> **Tugas Tertulis**
Tulis ulang materi di bawah ini dengan mengganti setiap "Respond with" menjadi "Return". Biarkan bagian lainnya tetap sama.

[Entri dari dataset anotasi]
:::

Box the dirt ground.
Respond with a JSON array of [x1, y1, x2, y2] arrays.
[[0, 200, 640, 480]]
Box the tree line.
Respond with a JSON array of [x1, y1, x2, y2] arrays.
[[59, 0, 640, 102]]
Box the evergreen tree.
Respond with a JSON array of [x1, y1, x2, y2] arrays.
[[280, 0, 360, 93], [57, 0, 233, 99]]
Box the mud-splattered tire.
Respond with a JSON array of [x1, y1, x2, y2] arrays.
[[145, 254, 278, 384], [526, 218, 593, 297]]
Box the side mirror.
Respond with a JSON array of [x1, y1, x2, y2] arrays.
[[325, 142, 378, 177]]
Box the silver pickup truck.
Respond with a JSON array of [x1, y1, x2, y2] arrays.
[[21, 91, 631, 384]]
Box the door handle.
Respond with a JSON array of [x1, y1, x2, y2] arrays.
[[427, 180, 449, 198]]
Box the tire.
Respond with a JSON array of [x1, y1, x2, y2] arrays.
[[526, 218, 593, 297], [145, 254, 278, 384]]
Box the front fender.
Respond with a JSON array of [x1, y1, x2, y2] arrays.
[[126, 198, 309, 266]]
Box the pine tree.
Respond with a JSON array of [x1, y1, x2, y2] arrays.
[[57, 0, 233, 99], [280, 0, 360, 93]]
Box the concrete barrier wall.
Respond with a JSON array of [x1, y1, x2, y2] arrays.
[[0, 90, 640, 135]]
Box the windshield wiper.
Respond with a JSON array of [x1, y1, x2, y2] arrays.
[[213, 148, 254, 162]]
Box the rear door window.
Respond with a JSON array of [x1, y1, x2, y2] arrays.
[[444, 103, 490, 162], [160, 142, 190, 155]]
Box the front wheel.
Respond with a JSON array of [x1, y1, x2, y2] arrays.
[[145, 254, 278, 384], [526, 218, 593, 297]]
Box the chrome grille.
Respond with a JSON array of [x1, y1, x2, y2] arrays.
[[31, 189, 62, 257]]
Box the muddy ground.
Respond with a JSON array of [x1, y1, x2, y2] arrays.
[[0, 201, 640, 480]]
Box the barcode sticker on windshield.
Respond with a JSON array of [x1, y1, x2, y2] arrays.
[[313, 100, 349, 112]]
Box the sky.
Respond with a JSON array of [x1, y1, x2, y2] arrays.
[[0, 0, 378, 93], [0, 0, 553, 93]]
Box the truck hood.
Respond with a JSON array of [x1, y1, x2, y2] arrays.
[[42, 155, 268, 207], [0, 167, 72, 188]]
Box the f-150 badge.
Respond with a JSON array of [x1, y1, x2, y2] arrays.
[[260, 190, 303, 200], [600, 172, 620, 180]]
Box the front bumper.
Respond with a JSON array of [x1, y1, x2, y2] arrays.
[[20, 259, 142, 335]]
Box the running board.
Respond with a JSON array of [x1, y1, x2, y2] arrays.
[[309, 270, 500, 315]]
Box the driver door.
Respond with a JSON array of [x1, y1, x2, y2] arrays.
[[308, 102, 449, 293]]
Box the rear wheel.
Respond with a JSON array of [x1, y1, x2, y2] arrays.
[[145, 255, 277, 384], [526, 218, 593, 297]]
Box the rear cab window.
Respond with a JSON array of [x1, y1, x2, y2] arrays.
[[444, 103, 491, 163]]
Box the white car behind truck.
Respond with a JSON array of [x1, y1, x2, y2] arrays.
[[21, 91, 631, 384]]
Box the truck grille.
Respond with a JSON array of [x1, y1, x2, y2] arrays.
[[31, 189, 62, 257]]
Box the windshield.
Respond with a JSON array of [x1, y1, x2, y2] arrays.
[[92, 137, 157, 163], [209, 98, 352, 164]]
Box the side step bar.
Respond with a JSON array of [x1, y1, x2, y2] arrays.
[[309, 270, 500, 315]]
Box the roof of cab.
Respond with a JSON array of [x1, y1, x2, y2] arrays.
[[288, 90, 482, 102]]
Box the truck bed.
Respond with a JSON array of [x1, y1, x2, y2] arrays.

:::

> **Jawaban Latihan**
Box the dirt ground.
Return a JSON array of [x1, y1, x2, y2] arrays.
[[0, 200, 640, 480]]
Box the tree line.
Return a JSON array of [x1, y1, x2, y2] arrays.
[[59, 0, 640, 102]]
Box the evergreen tree.
Return a JSON array of [x1, y1, x2, y2] arrays.
[[280, 0, 360, 93], [57, 0, 233, 99]]
Box the mud-splattered tire.
Return a JSON array of [x1, y1, x2, y2] arrays.
[[145, 254, 278, 384], [526, 218, 593, 297]]
Box the side mirror.
Return a JSON array of [x1, y1, x2, y2] arrays.
[[325, 142, 378, 177]]
Box the silver pickup truck.
Return a JSON array of [x1, y1, x2, y2] arrays.
[[21, 91, 631, 384]]
Box the door handle.
Return a JSON array of [x1, y1, x2, y2] arrays.
[[427, 180, 449, 198]]
Box the tire.
Return a JSON array of [x1, y1, x2, y2] arrays.
[[526, 218, 593, 297], [145, 254, 278, 384]]
Box the front fender.
Return a JSON array of [x1, y1, x2, y2] arrays.
[[126, 198, 309, 266]]
Box the pine tree.
Return a JSON array of [x1, y1, x2, y2] arrays.
[[57, 0, 233, 99], [280, 0, 360, 93]]
Box the concrete barrier wall.
Return a JSON array of [x1, y1, x2, y2] arrays.
[[0, 90, 640, 135]]
Box the windshield wiper.
Return a JSON array of [x1, y1, x2, y2] arrays.
[[213, 148, 254, 162]]
Box the rear door window.
Return a JSON array of [x1, y1, x2, y2] arrays.
[[444, 103, 490, 162], [160, 142, 190, 155]]
Box the front wheel.
Return a JSON array of [x1, y1, x2, y2] arrays.
[[145, 254, 278, 384], [526, 218, 593, 297]]
Box the chrome grille.
Return a JSON array of [x1, y1, x2, y2] arrays.
[[31, 189, 62, 257]]
Box the muddy ground.
Return a JSON array of [x1, y1, x2, y2] arrays.
[[0, 201, 640, 480]]
Box the barcode sticker on windshield.
Return a JSON array of [x1, y1, x2, y2] arrays.
[[313, 100, 349, 112]]
Box the sky.
Return a JSON array of [x1, y1, x2, y2] arrays.
[[0, 0, 378, 93], [0, 0, 553, 93]]
Box the truck hood.
Return a JSON array of [x1, y1, x2, y2] arrays.
[[42, 155, 268, 207], [0, 167, 72, 188]]
Box the f-150 badge.
Return a JSON array of [x1, y1, x2, y2] arrays.
[[260, 190, 303, 200], [600, 172, 620, 180]]
Box the front bumper.
Return a JSON array of [x1, y1, x2, y2] arrays.
[[20, 259, 142, 335]]
Box the running board.
Return a JSON array of [x1, y1, x2, y2] arrays.
[[309, 270, 500, 315]]
Box the driver door.
Return a JSON array of [x1, y1, x2, y2] arrays.
[[308, 102, 449, 293]]
Box the rear wheel.
Return a JSON array of [x1, y1, x2, y2] arrays.
[[145, 255, 277, 384], [526, 218, 593, 297]]
Box the rear cab window.
Return a JSON array of [x1, y1, x2, y2] arrays.
[[444, 103, 491, 163]]
Box the white car behind truck.
Return a JSON array of [x1, y1, x2, y2] arrays.
[[21, 91, 631, 384]]
Box the truck grille.
Return a JSON array of [x1, y1, x2, y2] arrays.
[[31, 189, 62, 257]]
Box the windshield.
Return a JSON array of [x1, y1, x2, y2] arrays.
[[92, 137, 157, 163], [209, 98, 352, 164]]
Box the side step bar.
Return a JSON array of [x1, y1, x2, y2] arrays.
[[309, 270, 500, 315]]
Box the roof of cab.
Return a JSON array of [x1, y1, x2, y2] arrays.
[[288, 90, 482, 102]]
Box the truck bed.
Return a JSON array of [x1, y1, x2, y2] arrays.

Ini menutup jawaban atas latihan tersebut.